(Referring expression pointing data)
____________________
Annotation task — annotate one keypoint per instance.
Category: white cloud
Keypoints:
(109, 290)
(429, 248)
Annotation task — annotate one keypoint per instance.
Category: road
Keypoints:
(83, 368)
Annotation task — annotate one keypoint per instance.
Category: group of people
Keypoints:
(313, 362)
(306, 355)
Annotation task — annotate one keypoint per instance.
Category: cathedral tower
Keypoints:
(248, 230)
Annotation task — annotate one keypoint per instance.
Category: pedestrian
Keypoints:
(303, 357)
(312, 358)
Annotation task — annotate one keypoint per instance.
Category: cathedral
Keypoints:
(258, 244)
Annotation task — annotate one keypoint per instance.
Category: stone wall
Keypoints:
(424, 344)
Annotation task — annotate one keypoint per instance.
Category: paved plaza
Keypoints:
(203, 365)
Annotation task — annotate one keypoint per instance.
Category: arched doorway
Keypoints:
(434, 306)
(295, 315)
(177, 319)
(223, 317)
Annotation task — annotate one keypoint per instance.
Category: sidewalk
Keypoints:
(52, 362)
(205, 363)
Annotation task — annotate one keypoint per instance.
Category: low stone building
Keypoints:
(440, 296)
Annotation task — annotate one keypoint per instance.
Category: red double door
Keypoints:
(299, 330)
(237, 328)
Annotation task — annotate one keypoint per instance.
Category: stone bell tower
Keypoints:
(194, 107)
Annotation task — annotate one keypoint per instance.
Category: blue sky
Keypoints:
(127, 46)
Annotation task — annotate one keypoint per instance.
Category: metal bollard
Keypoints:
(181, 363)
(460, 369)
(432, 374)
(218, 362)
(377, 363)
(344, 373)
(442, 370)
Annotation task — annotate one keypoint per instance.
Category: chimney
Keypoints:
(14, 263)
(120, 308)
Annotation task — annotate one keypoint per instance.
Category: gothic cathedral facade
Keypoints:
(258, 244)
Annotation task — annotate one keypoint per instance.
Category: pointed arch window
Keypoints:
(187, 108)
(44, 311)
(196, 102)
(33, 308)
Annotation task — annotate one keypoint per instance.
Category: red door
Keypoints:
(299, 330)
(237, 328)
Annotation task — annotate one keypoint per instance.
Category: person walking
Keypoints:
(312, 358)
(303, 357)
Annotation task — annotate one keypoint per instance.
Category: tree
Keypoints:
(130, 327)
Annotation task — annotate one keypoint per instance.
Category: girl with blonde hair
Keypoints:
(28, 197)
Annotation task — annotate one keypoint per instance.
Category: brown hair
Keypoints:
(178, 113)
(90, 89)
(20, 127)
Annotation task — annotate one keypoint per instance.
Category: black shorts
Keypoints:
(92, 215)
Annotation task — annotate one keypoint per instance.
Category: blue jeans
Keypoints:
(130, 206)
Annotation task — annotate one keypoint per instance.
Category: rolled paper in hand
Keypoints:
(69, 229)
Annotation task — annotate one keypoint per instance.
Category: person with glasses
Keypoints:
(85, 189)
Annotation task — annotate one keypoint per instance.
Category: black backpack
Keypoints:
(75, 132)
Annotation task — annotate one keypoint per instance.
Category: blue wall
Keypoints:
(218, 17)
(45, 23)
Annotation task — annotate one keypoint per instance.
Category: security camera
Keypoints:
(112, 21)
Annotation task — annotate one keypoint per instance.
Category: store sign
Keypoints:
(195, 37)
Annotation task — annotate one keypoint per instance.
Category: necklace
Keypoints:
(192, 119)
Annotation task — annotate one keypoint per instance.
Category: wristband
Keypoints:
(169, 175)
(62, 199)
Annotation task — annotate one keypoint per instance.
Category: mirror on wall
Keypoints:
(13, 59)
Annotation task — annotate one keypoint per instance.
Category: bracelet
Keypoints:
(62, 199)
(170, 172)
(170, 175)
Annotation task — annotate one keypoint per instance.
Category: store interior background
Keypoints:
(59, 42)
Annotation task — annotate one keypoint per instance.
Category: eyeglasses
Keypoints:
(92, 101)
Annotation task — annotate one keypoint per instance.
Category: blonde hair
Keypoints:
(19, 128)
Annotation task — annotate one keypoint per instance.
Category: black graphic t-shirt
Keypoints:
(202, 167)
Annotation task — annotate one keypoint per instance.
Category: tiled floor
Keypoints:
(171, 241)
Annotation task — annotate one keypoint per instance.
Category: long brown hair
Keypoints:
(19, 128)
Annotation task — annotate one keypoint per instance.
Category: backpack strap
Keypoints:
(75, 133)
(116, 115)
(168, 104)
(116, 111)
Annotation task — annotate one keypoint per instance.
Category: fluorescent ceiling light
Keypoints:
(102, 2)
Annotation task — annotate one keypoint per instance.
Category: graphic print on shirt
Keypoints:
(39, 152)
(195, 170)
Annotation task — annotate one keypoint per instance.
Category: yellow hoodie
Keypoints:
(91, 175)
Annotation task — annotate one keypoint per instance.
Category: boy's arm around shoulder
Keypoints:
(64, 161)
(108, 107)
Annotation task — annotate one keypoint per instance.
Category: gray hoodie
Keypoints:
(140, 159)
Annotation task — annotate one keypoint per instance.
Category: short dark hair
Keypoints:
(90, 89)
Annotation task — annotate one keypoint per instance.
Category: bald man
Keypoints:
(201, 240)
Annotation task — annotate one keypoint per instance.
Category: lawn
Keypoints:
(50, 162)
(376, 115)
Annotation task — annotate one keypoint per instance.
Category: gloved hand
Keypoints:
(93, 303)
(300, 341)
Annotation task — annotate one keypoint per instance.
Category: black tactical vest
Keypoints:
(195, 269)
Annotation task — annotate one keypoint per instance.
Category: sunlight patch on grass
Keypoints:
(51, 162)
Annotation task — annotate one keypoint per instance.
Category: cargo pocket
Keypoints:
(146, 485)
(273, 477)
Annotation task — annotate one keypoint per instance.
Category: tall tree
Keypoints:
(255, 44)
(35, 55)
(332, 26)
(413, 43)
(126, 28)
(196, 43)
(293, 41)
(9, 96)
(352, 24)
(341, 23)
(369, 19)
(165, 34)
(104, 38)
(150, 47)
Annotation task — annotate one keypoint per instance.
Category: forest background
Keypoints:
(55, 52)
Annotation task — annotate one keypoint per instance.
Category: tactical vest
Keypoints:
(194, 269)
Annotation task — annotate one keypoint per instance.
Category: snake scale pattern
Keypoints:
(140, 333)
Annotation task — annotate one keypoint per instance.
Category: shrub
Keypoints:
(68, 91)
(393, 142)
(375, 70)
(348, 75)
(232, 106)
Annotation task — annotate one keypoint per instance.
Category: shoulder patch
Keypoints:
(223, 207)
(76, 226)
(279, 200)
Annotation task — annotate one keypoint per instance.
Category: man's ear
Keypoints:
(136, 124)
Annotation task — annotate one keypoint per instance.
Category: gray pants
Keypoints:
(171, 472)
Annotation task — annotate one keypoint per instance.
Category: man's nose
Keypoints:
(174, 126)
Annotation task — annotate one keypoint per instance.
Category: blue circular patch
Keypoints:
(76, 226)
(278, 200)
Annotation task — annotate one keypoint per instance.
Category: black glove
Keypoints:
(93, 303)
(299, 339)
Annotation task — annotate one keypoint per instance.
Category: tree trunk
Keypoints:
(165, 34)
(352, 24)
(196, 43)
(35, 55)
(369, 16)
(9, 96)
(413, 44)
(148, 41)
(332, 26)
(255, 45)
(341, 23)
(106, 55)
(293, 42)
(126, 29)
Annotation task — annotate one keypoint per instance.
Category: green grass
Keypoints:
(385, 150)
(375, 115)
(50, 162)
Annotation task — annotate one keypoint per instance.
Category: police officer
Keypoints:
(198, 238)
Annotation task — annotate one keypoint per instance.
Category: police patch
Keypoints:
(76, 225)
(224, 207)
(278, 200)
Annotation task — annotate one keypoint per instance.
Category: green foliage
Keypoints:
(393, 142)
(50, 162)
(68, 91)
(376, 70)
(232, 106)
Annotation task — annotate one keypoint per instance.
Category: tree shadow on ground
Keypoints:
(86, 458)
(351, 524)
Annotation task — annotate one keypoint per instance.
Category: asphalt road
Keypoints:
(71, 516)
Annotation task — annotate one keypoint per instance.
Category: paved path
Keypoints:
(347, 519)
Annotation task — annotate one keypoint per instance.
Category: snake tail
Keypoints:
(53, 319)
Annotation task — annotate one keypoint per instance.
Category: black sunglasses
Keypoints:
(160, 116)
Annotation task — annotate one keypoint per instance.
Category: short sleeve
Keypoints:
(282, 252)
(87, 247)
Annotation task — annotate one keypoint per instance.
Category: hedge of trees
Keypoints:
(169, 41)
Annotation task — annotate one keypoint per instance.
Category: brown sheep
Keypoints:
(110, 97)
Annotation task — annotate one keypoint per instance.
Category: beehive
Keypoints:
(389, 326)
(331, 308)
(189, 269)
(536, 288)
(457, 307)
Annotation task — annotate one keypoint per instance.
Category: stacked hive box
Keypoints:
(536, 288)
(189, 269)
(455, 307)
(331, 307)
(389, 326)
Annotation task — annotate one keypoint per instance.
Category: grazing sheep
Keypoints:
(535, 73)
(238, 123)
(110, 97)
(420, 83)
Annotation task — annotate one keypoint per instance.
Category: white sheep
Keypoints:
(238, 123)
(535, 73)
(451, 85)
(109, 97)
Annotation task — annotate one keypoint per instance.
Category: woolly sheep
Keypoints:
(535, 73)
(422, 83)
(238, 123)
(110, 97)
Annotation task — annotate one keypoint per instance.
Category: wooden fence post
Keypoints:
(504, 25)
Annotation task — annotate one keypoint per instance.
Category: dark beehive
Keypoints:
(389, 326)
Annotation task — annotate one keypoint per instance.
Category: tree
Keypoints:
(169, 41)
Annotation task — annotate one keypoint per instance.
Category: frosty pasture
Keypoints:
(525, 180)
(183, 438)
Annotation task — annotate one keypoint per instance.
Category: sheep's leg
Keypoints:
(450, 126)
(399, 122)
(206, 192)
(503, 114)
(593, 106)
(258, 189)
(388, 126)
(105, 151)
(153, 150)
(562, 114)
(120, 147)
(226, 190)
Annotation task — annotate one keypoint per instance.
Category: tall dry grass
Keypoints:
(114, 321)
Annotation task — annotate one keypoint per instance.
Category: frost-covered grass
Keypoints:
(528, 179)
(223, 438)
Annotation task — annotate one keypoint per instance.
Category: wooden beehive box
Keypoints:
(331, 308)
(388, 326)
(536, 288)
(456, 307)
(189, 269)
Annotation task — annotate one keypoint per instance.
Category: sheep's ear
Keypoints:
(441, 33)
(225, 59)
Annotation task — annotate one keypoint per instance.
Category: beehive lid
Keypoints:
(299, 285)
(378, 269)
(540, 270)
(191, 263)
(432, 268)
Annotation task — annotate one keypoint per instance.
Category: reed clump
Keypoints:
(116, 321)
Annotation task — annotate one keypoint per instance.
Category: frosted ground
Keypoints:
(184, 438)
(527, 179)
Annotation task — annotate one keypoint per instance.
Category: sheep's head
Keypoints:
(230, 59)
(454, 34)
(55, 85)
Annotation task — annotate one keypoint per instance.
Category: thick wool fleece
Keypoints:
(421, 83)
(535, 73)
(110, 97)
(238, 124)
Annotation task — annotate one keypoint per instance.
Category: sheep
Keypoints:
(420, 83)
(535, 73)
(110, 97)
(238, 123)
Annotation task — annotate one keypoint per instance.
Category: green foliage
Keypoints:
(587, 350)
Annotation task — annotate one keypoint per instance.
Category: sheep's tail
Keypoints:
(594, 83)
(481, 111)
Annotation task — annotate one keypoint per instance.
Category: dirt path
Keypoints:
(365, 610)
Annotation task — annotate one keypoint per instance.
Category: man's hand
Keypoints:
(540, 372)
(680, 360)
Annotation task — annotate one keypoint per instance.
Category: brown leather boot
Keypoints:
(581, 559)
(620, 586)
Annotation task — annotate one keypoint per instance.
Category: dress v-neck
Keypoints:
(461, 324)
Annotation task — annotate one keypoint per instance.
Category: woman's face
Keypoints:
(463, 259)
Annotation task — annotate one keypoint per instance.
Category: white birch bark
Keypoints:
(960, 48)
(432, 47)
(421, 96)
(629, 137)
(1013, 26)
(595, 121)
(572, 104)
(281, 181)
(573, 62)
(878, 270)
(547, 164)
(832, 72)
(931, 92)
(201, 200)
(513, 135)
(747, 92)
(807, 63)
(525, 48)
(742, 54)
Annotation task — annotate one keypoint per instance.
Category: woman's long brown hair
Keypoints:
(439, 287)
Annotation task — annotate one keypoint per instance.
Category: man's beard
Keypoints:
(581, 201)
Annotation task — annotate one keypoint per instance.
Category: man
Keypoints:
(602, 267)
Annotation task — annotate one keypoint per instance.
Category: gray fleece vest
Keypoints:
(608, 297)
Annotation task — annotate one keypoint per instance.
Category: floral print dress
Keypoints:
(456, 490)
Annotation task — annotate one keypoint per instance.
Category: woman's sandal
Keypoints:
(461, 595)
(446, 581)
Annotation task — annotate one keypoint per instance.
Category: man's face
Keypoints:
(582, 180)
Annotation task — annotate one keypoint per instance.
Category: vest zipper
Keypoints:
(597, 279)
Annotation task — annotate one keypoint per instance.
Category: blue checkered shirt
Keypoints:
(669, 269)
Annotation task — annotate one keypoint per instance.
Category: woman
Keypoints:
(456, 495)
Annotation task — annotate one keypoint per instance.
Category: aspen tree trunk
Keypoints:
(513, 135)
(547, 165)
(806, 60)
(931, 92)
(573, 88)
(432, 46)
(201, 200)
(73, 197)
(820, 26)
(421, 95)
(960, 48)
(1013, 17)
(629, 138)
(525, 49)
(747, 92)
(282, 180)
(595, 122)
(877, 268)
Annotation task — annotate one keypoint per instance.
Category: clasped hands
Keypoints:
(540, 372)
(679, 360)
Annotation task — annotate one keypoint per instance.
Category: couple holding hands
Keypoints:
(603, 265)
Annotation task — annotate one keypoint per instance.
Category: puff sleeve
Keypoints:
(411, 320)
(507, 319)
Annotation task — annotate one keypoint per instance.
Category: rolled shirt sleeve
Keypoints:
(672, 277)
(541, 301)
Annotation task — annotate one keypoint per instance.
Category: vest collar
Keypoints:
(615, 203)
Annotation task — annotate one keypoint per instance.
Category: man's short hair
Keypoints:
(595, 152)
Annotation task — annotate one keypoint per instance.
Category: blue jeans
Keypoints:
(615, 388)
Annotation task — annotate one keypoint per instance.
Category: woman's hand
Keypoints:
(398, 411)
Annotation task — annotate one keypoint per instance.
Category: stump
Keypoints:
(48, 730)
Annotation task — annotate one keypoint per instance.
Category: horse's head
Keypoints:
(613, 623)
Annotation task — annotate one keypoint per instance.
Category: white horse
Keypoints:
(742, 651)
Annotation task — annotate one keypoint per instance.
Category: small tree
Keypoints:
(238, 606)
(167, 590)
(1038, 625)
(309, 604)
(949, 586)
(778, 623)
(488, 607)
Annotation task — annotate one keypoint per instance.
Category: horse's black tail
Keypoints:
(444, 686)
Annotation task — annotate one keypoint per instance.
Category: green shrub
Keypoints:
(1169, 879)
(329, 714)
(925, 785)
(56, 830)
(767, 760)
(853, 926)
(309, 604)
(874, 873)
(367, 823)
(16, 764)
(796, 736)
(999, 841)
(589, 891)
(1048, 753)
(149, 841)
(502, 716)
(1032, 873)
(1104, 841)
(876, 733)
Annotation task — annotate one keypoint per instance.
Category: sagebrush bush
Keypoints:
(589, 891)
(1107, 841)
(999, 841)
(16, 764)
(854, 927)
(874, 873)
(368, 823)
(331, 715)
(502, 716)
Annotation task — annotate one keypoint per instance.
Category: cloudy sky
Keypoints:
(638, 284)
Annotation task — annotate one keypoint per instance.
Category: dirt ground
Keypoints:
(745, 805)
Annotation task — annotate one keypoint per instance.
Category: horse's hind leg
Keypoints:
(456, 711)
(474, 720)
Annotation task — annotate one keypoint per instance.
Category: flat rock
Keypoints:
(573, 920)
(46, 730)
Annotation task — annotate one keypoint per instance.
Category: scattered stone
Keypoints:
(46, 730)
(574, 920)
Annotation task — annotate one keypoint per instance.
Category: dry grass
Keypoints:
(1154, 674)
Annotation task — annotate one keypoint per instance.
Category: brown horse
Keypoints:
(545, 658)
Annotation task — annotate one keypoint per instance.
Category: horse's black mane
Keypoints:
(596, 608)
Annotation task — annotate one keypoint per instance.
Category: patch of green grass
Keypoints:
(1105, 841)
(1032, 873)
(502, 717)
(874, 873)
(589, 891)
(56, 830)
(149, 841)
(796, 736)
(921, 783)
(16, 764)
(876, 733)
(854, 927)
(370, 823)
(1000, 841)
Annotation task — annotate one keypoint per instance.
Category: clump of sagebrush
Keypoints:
____________________
** WHAT TO DO **
Each line above that contains the string "clump" should be identified and copied.

** ANSWER TO THIS EXERCISE **
Category: reed clump
Category: clump of sagebrush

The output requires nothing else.